Written instruction ▸
Below are some entries; can you quote all of them exactly?

Provided records ▸

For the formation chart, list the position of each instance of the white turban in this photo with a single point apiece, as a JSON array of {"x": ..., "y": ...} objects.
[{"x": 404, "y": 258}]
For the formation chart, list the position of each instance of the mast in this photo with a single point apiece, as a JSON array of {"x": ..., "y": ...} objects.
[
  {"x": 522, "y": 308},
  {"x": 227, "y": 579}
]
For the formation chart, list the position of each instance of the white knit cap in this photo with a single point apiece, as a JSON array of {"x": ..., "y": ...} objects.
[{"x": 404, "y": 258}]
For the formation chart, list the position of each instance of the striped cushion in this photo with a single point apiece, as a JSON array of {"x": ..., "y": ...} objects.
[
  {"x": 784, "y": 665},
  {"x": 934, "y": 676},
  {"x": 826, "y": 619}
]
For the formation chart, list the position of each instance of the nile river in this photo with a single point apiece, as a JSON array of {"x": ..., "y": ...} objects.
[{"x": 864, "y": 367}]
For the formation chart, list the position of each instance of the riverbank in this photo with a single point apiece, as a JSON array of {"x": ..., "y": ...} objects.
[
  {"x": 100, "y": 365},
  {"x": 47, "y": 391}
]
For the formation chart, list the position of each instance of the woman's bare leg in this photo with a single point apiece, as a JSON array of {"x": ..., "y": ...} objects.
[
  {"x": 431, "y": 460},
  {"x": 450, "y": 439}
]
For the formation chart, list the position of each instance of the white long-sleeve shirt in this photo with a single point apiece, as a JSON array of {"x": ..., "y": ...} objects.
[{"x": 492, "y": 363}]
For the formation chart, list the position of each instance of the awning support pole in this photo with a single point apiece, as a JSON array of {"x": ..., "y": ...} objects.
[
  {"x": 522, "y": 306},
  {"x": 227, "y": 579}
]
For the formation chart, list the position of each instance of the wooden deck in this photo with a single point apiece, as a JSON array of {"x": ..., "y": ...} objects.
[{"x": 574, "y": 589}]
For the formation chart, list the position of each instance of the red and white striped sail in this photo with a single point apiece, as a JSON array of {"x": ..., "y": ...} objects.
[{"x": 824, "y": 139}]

In response ▸
For the formation chart, list the position of each instance of the white turban in this photo with a single point apiece, as a JSON array of {"x": ..., "y": ...} objects.
[{"x": 404, "y": 258}]
For the formation chart, list the position of each instance of the mast in this photo with a single point apiece, as a JSON array of {"x": ..., "y": ...} objects.
[
  {"x": 522, "y": 308},
  {"x": 227, "y": 579}
]
For the formation chart, list the position of each instance of the white knit cap in this photo with a single point apiece, as a JSON array of {"x": ..., "y": ...} objects.
[{"x": 404, "y": 258}]
For the formation chart, list the position of each instance of the striped cushion in this photo with a single point apiece, as a JSON array of {"x": ..., "y": ...} objects.
[
  {"x": 784, "y": 665},
  {"x": 934, "y": 676},
  {"x": 826, "y": 619}
]
For the formation chart, list the position of each instance of the nile river in this photo with a single point apiece, as a JSON array of {"x": ..., "y": ...} objects.
[{"x": 864, "y": 367}]
For the formation chart, list the position of each instance of the riverbank in this photo with a single point apiece, as a JSON array of {"x": ..., "y": ...} objects.
[
  {"x": 100, "y": 365},
  {"x": 47, "y": 391}
]
For the formation chart, list the position of each instance of the woman's bare leg in this photo with a single point apiece, as a JSON array of {"x": ..., "y": ...} objects.
[
  {"x": 431, "y": 460},
  {"x": 450, "y": 439}
]
For the formation chart, list the position of each instance of the white long-sleeve shirt in this photo with a single point apiece, as a JSON array of {"x": ..., "y": ...} objects.
[{"x": 492, "y": 363}]
For the formation chart, list the position of each instance of the awning support pole in this photo with a single point apiece, as a JSON array of {"x": ..., "y": ...} objects.
[
  {"x": 522, "y": 306},
  {"x": 227, "y": 579}
]
For the formation chart, list the position of each instance of the wooden deck in this photo with a single point apiece, as a JSON array of {"x": ..., "y": ...} objects.
[{"x": 574, "y": 589}]
For the formation chart, list the position of each instance of the red and white striped sail in this photo with a single point apiece, as a JSON array of {"x": ..., "y": ...} objects.
[{"x": 824, "y": 139}]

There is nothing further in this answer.